What is being asked: Every entry must be copied word for word.

>> START

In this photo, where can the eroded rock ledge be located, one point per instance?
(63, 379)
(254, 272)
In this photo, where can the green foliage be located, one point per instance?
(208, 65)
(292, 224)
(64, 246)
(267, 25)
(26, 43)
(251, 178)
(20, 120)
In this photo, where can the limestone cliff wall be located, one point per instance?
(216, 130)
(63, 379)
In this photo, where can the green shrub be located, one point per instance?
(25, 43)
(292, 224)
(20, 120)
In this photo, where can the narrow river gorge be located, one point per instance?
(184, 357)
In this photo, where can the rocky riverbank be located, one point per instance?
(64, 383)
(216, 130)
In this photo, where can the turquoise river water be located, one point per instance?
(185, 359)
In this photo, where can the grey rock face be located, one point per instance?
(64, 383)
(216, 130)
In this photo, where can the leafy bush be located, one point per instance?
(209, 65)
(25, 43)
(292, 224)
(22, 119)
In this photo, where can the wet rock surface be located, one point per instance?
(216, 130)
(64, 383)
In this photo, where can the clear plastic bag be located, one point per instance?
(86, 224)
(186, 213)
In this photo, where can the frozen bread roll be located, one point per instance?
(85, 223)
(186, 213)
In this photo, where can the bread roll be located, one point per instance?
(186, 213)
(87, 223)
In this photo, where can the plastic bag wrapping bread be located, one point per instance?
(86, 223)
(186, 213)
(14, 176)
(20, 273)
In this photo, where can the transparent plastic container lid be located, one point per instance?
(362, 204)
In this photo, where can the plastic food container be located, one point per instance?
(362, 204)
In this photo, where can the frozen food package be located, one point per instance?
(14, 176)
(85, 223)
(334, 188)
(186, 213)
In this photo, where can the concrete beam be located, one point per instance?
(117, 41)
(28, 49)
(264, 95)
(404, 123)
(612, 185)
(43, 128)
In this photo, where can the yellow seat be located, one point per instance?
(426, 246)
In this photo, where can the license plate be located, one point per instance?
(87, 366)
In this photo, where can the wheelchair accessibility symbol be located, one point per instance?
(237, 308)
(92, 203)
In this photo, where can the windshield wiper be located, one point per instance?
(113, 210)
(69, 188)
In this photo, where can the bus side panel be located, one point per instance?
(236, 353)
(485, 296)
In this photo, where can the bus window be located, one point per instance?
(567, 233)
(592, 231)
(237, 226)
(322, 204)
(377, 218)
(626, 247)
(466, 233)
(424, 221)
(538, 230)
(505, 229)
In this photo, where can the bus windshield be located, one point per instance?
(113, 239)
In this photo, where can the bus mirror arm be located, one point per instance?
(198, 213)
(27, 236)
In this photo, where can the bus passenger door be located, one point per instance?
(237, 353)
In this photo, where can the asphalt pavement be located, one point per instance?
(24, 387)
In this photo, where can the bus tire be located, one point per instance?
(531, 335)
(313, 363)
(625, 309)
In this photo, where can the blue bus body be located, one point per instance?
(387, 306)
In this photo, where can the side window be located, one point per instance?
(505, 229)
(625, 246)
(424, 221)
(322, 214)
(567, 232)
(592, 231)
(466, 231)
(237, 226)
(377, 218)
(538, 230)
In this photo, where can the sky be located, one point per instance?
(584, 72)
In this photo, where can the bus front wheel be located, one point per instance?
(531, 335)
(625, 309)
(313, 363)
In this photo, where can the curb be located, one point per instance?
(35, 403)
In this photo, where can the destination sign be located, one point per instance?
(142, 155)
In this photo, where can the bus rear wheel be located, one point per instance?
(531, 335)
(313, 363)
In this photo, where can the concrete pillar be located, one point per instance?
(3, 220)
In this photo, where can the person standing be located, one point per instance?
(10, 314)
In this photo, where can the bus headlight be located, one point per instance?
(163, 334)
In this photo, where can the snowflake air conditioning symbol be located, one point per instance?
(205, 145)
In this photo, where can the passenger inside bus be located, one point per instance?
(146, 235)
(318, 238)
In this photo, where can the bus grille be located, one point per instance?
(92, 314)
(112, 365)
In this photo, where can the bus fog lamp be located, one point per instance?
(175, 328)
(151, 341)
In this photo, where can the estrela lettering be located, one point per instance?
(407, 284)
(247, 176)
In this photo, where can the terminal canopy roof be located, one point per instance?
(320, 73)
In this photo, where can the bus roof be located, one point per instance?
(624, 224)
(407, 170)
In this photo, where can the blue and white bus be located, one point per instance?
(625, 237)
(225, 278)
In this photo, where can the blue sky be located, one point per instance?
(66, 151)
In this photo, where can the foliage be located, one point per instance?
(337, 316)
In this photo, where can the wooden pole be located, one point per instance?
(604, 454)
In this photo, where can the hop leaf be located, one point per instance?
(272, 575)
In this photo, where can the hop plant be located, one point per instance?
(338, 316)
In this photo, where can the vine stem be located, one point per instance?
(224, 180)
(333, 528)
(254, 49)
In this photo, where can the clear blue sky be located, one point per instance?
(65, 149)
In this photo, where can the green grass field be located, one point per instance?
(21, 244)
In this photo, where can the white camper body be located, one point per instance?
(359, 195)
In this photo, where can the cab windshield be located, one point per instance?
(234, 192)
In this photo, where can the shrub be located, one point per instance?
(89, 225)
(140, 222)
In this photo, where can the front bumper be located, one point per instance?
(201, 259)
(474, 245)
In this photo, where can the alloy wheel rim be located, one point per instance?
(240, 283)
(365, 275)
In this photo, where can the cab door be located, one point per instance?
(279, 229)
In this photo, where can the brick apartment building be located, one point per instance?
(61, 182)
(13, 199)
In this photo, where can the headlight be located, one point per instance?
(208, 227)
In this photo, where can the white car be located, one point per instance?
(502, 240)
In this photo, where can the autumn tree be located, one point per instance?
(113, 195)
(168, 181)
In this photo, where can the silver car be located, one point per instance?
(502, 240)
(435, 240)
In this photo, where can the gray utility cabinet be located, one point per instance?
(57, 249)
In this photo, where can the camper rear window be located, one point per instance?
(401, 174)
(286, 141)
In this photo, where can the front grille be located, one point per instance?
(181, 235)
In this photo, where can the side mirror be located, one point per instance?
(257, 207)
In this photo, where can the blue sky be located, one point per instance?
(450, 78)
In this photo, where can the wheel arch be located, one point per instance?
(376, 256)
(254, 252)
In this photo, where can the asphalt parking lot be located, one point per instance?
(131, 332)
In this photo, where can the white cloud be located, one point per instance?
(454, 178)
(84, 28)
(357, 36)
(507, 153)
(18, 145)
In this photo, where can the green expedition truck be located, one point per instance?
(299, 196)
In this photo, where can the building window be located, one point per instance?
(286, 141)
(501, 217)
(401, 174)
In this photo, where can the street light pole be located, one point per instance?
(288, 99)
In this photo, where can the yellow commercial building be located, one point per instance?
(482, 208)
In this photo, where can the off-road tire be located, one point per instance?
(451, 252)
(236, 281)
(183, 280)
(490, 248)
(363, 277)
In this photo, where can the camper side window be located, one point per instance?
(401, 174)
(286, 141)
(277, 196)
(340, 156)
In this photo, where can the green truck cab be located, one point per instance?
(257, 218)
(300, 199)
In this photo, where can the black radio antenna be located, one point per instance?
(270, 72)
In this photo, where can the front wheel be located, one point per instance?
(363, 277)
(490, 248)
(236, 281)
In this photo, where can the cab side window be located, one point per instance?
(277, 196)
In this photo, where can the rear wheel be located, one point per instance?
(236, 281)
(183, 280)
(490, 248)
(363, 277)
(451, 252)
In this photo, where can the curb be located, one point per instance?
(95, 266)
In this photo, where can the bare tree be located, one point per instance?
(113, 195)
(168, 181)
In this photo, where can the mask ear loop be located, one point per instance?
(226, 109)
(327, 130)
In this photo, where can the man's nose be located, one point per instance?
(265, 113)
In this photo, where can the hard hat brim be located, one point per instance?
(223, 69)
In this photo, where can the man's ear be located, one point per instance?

>> END

Result of the task:
In this photo, where can the eroded rock ledge be located, one point per instance?
(63, 379)
(254, 272)
In this photo, where can the green foliage be located, one point per instance?
(208, 65)
(292, 224)
(64, 246)
(267, 25)
(26, 43)
(251, 178)
(20, 120)
In this photo, where can the limestone cliff wall be located, one point per instance?
(216, 130)
(63, 379)
In this photo, where can the green shrub be located, one point per instance?
(25, 43)
(292, 224)
(20, 120)
In this photo, where can the narrow river gorge be located, one point per instance?
(184, 357)
In this photo, where can the rocky riverbank be located, one point per instance?
(64, 383)
(216, 130)
In this photo, where can the turquoise river water be located, one point per instance?
(185, 359)
In this photo, where can the grey rock face be located, one point per instance?
(64, 383)
(216, 130)
In this photo, where can the leafy bush be located, one point per instance?
(209, 65)
(25, 43)
(292, 224)
(22, 119)
In this photo, where can the wet rock surface be located, one point per instance?
(216, 130)
(64, 383)
In this photo, where can the clear plastic bag be located, one point per instance?
(86, 224)
(186, 213)
In this photo, where can the frozen bread roll be located, one point per instance?
(85, 223)
(186, 213)
In this photo, where can the bread roll be located, one point per instance?
(186, 213)
(87, 223)
In this photo, where can the plastic bag wrapping bread be located, one point per instance?
(86, 223)
(186, 213)
(14, 176)
(20, 273)
In this photo, where can the transparent plastic container lid be located, one point per instance?
(362, 204)
In this photo, where can the plastic food container be located, one point per instance?
(362, 204)
In this photo, where can the frozen food package be located, one point per instance?
(14, 176)
(85, 223)
(334, 188)
(186, 213)
In this photo, where can the concrete beam be located, one point per instance?
(117, 41)
(28, 49)
(264, 95)
(404, 123)
(612, 185)
(43, 128)
In this photo, where can the yellow seat be located, one point per instance?
(426, 246)
In this photo, where can the license plate be located, one point per instance?
(87, 366)
In this photo, where can the wheelchair accessibility symbol be located, one point per instance?
(237, 308)
(92, 203)
In this photo, where can the windshield wiper be located, one point per instance?
(113, 210)
(69, 188)
In this photo, where can the bus side panel be located, one point per instance?
(236, 353)
(485, 296)
In this photo, where can the bus window be located, one point per instance?
(567, 233)
(592, 231)
(237, 226)
(322, 204)
(377, 218)
(626, 247)
(466, 233)
(424, 221)
(538, 230)
(505, 229)
In this photo, where can the bus windshield be located, one point per instance?
(113, 239)
In this photo, where can the bus mirror arm be located, one point per instance?
(198, 213)
(27, 236)
In this photo, where can the bus passenger door be located, one point per instance?
(237, 353)
In this photo, where can the asphalt pavement be located, one point per instance?
(24, 387)
In this photo, where can the bus tire be located, one point per instance?
(531, 335)
(313, 363)
(625, 309)
In this photo, where can the blue bus body be located, one point per instance?
(387, 306)
In this photo, where can the side window be located, one point per instance?
(505, 229)
(625, 246)
(424, 221)
(322, 214)
(567, 232)
(592, 231)
(466, 231)
(237, 226)
(377, 218)
(538, 230)
In this photo, where can the sky be located, one point per instance?
(584, 72)
In this photo, where can the bus front wheel be located, one point per instance?
(531, 335)
(625, 309)
(313, 363)
In this photo, where can the curb be located, one point per instance?
(35, 403)
In this photo, where can the destination sign be located, one point per instance?
(142, 155)
In this photo, where can the bus rear wheel be located, one point per instance?
(531, 335)
(313, 363)
In this photo, where can the concrete pillar be located, one point per instance?
(3, 220)
In this photo, where can the person standing be located, one point per instance?
(10, 314)
In this photo, where can the bus headlight be located, one point per instance?
(163, 334)
In this photo, where can the snowflake air conditioning symbol be located, one point per instance?
(205, 145)
In this photo, where can the passenger inside bus be located, one point per instance?
(146, 235)
(318, 238)
In this photo, where can the bus grille be located, one point per instance?
(92, 314)
(112, 365)
In this photo, where can the bus fog lamp be located, one point per instance?
(175, 328)
(151, 341)
In this photo, where can the estrela lettering be located, one point per instance?
(407, 284)
(247, 176)
In this photo, where can the terminal canopy roof be located, one point per instance?
(320, 73)
In this photo, where can the bus roof be located, one point per instance?
(624, 224)
(407, 170)
In this photo, where can the blue and white bus be located, one point per instance?
(625, 237)
(225, 278)
In this photo, where can the blue sky be located, one point per instance?
(66, 151)
In this photo, where can the foliage be located, one point per instance?
(337, 316)
In this photo, where can the wooden pole be located, one point per instance?
(604, 454)
In this photo, where can the hop leaf be located, one point per instance?
(272, 575)
In this photo, where can the hop plant be located, one point per instance?
(338, 316)
In this photo, where can the vine stem be located, one point per instance?
(224, 180)
(333, 528)
(254, 49)
In this photo, where can the clear blue sky be located, one point per instance?
(65, 149)
In this photo, where can the green grass field be located, one point per instance?
(21, 244)
In this photo, where can the white camper body be located, one point per instance?
(359, 195)
In this photo, where can the cab windshield be located, one point per instance?
(234, 192)
In this photo, where can the shrub be located, one point per instance?
(89, 225)
(140, 222)
In this photo, where can the front bumper be located, one point per instance?
(201, 259)
(474, 245)
In this photo, where can the alloy wheel rim be located, one point per instance?
(240, 283)
(365, 275)
In this photo, where can the cab door be located, one point per instance?
(279, 229)
In this photo, where can the brick apartment building be located, one point per instance?
(61, 182)
(13, 199)
In this photo, where can the headlight be located, one point per instance?
(208, 227)
In this photo, where can the white car be located, one point per instance?
(502, 240)
In this photo, where can the autumn tree be located, one point per instance?
(113, 195)
(168, 181)
In this photo, where can the silver car be located, one point per instance?
(502, 240)
(435, 240)
In this photo, where can the gray utility cabinet be located, one point per instance?
(57, 249)
In this photo, where can the camper rear window be located, one point per instance?
(401, 174)
(286, 141)
In this photo, where can the front grille be located, one point per instance?
(181, 235)
In this photo, where can the side mirror be located, one point per instance?
(257, 207)
In this photo, where can the blue sky be located, one point per instance?
(450, 78)
In this photo, where can the wheel arch be located, one point per instance?
(376, 256)
(254, 252)
In this photo, where can the asphalt parking lot be located, one point per instance?
(131, 332)
In this photo, where can the white cloud be located, one point per instance?
(454, 178)
(84, 28)
(357, 36)
(507, 153)
(18, 145)
In this photo, where can the green expedition truck be located, one point per instance?
(299, 196)
In this photo, where can the building window be located, one point per instance?
(286, 141)
(501, 217)
(401, 174)
In this photo, where can the street light pole be located, one point per instance?
(288, 99)
In this photo, where can the yellow commercial building be located, one point per instance?
(482, 208)
In this photo, where can the off-road tire be located, one point per instance?
(451, 252)
(236, 281)
(183, 280)
(490, 248)
(363, 277)
In this photo, where can the camper side window be located, one point per instance?
(401, 174)
(286, 141)
(277, 196)
(340, 156)
In this photo, where can the green truck cab be located, one point per instance?
(257, 218)
(300, 199)
In this photo, where can the black radio antenna be located, one point per instance?
(270, 72)
In this photo, where can the front wheel be located, one point per instance?
(363, 277)
(490, 248)
(236, 281)
In this photo, where can the cab side window be located, one point per instance?
(277, 196)
In this photo, where can the rear wheel be located, one point per instance?
(236, 281)
(183, 280)
(490, 248)
(363, 277)
(451, 252)
In this photo, where can the curb be located, one point per instance?
(95, 266)
In this photo, where can the bare tree be located, one point per instance?
(113, 195)
(168, 181)
In this photo, where can the mask ear loop be located, one point per instance?
(226, 109)
(327, 130)
In this photo, where can the man's nose be located, one point per instance?
(265, 113)
In this photo, where can the hard hat brim be located, one point per instance?
(223, 69)
In this photo, where can the man's ear be located, one point per instance?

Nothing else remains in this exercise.